#### СТАТЬЯ
Издательский бизнес с энтузиазмом 1990-х: как Алла Штейнман управляет «Фантом Пресс»
Алла Штейнман — основатель и бессменный директор издательства «Фантом Пресс» с 1992 года. Начинала с издания иронических детективов Иоанны Хмелевской. Специализируется на переводной художественной литературе. Среди авторов издания — Фэнни Флэгг и Ричард Руссо, Тана Френч и Джон Бойн, Абрахам Вергезе и Халед Хоссейни. Именно «Фантом Пресс» впервые открыло для русского читателя книги Пулитцеровского лауреата Энн Тайлер, Элизабет Страут, Филиппа Майера и других. Книги«Фантом Пресс» регулярно попадают в экспертные списки номинации «Иностранная литература» премии «Ясная Поляна», их отличает высокое качество перевода и оригинальный дизайн обложек.
— Какой вы были 30 лет назад и как решились открыть издательство?
— Началась история в 1991 году. Я была юная, довольно азартная и бесшабашная. Если бы мне пришлось начать тот путь сегодня, не уверена, что решилась бы на эту авантюру.
Кто застал то удивительное время, помнят, как все резко изменилось в нашей жизни. С одной стороны, на нас резко обрушилось море свободы и самых неожиданных возможностей, с другой стороны, жизнь оказалась совсем непредсказуемой, не то что в окаменелые советские времена, где с рождения все было предопределено. И, конечно, мало кто понимал, что делать с этой дарованной свободой. Многое, к чему люди привыкли в советские годы, пришло в стремительное движение, и движение это было не всегда созидательным. Работу по специальности найти было сложно, хотя, честно говоря, не очень-то и стремилась. Работа программиста меня не увлекала.
########
ЗАДАНИЕ – Объясните в одном–трех предложениях, почему, по словам Аллы Штейнман в интервью выше, она не очень-то стремилась найти работу по специальности.
#### ДАННЫЕ
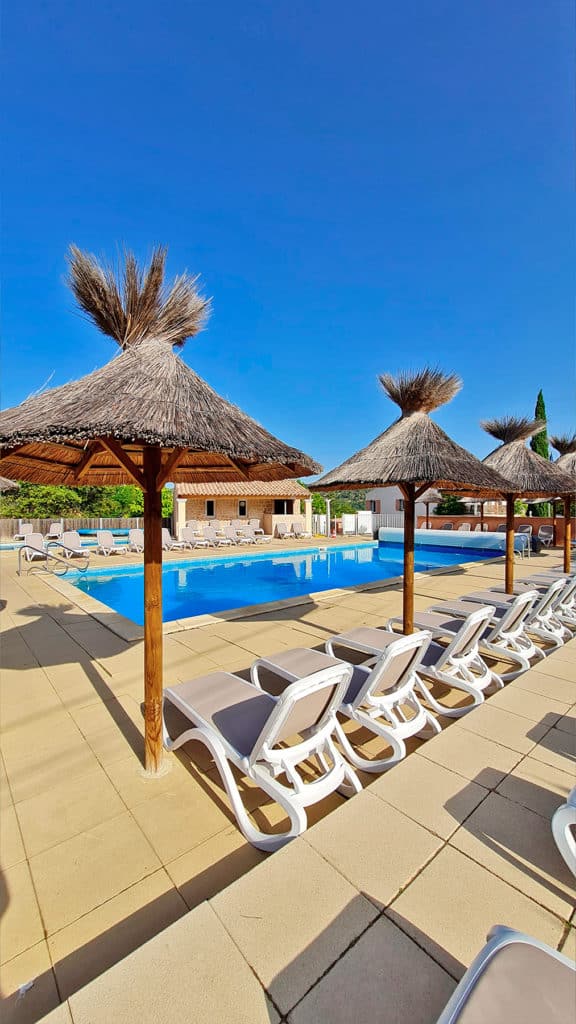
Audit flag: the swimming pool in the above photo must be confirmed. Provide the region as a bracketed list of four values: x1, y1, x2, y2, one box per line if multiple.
[69, 544, 494, 626]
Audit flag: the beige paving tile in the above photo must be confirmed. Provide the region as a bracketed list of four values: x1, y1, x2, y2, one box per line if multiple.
[30, 812, 160, 935]
[0, 804, 26, 869]
[450, 793, 574, 920]
[0, 861, 44, 963]
[70, 903, 270, 1024]
[385, 847, 564, 979]
[48, 869, 188, 998]
[288, 918, 455, 1024]
[0, 942, 59, 1024]
[497, 757, 574, 820]
[412, 724, 521, 790]
[530, 729, 576, 776]
[515, 668, 576, 703]
[132, 776, 232, 863]
[17, 768, 125, 857]
[166, 825, 266, 908]
[211, 840, 377, 1013]
[454, 703, 556, 754]
[538, 642, 576, 686]
[481, 684, 569, 725]
[370, 757, 488, 839]
[303, 791, 443, 909]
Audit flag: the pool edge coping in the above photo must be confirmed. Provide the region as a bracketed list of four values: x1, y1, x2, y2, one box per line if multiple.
[35, 554, 503, 643]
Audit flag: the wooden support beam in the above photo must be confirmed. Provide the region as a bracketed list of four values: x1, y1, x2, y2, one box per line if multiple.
[143, 445, 163, 774]
[400, 483, 415, 636]
[156, 449, 189, 490]
[99, 437, 144, 490]
[74, 441, 104, 481]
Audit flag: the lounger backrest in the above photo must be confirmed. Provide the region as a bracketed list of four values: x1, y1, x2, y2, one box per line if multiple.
[487, 590, 538, 643]
[352, 630, 431, 708]
[25, 534, 46, 559]
[436, 604, 496, 671]
[250, 662, 353, 764]
[60, 529, 81, 551]
[528, 580, 566, 623]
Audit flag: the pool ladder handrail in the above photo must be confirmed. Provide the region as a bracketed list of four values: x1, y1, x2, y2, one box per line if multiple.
[17, 541, 90, 575]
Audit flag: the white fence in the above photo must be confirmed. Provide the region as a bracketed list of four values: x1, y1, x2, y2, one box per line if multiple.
[0, 516, 143, 541]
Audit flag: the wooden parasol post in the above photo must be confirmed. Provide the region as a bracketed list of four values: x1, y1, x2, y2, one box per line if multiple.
[505, 495, 515, 594]
[402, 483, 415, 636]
[564, 495, 574, 572]
[143, 445, 163, 774]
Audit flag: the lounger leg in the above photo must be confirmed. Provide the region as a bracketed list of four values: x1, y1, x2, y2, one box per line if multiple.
[163, 712, 307, 853]
[552, 790, 576, 874]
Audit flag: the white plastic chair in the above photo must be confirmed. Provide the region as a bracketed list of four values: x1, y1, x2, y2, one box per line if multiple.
[437, 925, 576, 1024]
[551, 786, 576, 874]
[250, 632, 441, 772]
[164, 662, 362, 851]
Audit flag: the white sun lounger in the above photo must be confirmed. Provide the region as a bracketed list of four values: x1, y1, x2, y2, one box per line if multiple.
[552, 786, 576, 874]
[24, 534, 47, 562]
[453, 578, 572, 653]
[128, 529, 143, 555]
[250, 633, 441, 772]
[414, 590, 545, 682]
[164, 662, 362, 851]
[96, 529, 126, 556]
[437, 925, 576, 1024]
[57, 529, 90, 558]
[162, 526, 186, 551]
[331, 606, 503, 718]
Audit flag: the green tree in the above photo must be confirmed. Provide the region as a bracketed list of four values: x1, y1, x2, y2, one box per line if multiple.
[530, 388, 550, 460]
[435, 495, 469, 515]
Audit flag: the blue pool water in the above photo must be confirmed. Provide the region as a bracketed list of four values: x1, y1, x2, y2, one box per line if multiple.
[71, 544, 495, 626]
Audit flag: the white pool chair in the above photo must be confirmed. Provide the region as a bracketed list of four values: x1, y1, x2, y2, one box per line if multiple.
[250, 633, 441, 773]
[437, 925, 576, 1024]
[96, 529, 126, 557]
[536, 523, 554, 548]
[128, 529, 143, 555]
[164, 662, 362, 851]
[464, 578, 572, 653]
[551, 786, 576, 874]
[24, 534, 47, 562]
[181, 526, 210, 550]
[56, 529, 90, 558]
[162, 526, 186, 551]
[422, 590, 545, 683]
[381, 605, 503, 718]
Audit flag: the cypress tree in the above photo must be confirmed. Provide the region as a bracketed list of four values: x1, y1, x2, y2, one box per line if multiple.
[530, 388, 550, 460]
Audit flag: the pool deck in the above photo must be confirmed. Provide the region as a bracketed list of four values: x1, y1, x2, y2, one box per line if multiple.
[0, 539, 576, 1024]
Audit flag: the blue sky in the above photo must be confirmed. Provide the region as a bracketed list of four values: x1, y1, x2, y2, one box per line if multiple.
[2, 0, 576, 469]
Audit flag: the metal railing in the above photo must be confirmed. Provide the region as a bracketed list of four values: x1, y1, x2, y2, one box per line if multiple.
[17, 541, 90, 577]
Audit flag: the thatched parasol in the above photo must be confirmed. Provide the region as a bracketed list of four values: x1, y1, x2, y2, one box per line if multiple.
[0, 247, 321, 771]
[481, 416, 574, 594]
[0, 476, 18, 494]
[310, 369, 509, 633]
[418, 487, 442, 529]
[550, 434, 576, 572]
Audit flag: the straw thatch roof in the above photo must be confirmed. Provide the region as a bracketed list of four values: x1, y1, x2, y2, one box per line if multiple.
[310, 370, 508, 501]
[174, 479, 311, 499]
[481, 417, 574, 498]
[550, 434, 576, 484]
[0, 249, 321, 484]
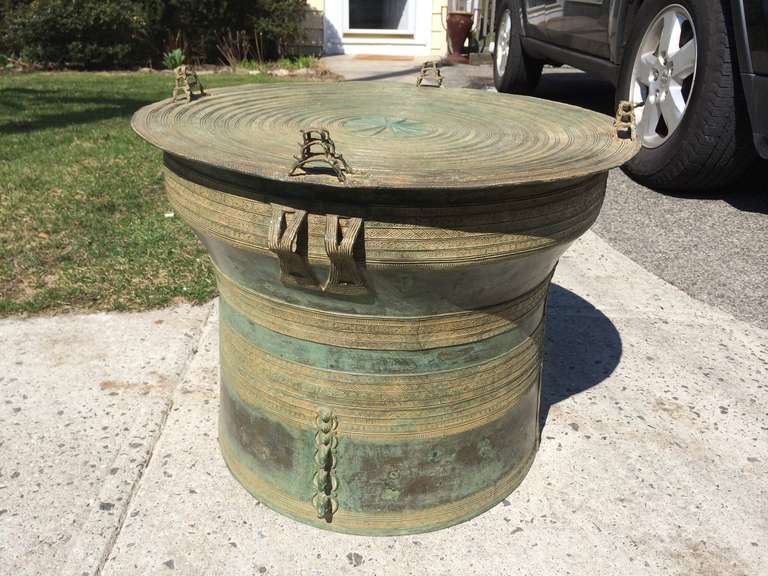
########
ОТВЕТ – Работа программиста ее не увлекала. Поэтому, хотя найти работу по специальности в то время было сложно, она к этому особенно и не стремилась.